++++ DATA RECORDS

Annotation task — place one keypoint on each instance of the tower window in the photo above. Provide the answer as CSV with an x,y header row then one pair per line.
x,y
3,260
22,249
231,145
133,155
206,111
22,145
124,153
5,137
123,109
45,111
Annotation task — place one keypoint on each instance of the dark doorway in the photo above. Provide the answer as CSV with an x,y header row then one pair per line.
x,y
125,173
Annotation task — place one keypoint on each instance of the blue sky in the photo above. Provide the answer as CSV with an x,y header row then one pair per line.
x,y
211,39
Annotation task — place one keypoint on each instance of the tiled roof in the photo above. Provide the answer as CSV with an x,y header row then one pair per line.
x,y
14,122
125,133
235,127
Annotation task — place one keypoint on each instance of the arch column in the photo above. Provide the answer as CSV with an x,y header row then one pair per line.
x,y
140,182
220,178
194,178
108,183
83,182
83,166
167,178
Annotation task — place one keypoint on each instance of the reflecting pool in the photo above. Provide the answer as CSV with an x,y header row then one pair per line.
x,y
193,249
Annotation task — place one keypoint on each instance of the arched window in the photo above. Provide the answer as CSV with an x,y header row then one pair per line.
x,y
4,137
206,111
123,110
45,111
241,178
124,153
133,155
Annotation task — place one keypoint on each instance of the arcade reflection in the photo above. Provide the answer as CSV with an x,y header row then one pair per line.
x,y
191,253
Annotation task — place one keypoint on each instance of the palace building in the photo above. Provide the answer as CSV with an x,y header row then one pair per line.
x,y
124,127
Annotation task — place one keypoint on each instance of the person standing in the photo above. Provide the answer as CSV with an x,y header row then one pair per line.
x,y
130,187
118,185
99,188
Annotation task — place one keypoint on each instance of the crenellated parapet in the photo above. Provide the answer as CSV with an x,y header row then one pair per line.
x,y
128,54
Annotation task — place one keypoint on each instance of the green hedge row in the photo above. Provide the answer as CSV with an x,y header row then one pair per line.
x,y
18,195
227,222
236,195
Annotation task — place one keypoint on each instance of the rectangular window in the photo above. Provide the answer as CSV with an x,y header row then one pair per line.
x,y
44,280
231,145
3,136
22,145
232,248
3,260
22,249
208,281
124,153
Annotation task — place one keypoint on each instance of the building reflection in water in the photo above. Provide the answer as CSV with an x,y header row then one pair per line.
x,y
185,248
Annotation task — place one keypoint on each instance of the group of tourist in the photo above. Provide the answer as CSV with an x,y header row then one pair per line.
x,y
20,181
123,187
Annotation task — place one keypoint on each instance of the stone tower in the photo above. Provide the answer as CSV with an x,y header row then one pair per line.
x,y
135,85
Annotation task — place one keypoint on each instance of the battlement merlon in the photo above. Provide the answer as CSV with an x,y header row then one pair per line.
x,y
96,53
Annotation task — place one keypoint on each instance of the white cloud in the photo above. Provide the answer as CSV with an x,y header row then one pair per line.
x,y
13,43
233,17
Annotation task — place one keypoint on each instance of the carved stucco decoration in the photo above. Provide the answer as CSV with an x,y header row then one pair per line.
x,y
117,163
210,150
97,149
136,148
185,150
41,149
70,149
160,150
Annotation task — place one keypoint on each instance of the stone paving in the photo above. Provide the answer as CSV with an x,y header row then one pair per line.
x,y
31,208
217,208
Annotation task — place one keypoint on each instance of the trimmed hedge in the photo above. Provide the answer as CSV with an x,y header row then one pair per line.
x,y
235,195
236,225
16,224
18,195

++++++++

Beginning with the line that contains "the stone paving", retype every remaining line of the listing exactly, ending with the last one.

Annotation task — place one keypoint on each instance of the stone paving in the photo above. Provide the answer as CSV with an x,y header row then one pair per line.
x,y
31,208
217,208
Annotation task — place one keypoint on each instance of the trimmed hedge in the photo above. Provide the answer as CSV with an x,y header row then one pair per line.
x,y
235,195
236,225
16,224
18,195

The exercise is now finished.